======== DATA FOR PROCESSING ========

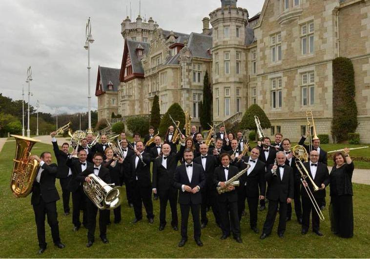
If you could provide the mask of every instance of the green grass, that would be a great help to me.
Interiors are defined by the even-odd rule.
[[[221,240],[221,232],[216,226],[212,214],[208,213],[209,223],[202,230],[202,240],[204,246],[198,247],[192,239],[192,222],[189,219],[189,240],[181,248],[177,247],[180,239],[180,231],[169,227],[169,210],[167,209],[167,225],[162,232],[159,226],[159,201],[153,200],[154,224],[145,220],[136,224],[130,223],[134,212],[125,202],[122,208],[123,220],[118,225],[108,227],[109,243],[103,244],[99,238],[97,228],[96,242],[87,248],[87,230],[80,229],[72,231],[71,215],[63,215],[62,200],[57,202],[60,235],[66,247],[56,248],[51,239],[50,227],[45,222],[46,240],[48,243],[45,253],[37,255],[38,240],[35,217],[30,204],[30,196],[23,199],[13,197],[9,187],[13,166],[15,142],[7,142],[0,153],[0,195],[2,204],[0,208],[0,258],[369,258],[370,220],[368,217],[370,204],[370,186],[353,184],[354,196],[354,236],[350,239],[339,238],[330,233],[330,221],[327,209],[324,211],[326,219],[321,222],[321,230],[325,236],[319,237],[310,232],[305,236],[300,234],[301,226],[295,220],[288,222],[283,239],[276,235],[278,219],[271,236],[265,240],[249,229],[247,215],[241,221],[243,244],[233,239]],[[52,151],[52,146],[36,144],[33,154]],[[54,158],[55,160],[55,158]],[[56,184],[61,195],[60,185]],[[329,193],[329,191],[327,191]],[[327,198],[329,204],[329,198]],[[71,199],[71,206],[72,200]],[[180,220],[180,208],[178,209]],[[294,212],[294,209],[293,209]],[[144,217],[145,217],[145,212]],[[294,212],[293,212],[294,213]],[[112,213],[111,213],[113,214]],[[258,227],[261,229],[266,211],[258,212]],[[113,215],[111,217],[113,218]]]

========
======== DATA FOR PROCESSING ========

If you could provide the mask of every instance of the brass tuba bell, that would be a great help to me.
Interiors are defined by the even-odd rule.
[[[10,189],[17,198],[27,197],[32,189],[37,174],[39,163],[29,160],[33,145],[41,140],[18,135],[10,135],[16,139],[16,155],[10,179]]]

========

## INSTRUCTIONS FOR THE TASK
Gather every line of the data above that contains the word "help" and copy each one in full.

## RESPONSE
If you could provide the mask of every instance of the green grass, that would be a great help to me.
If you could provide the mask of every instance of the brass tuba bell, that would be a great help to me.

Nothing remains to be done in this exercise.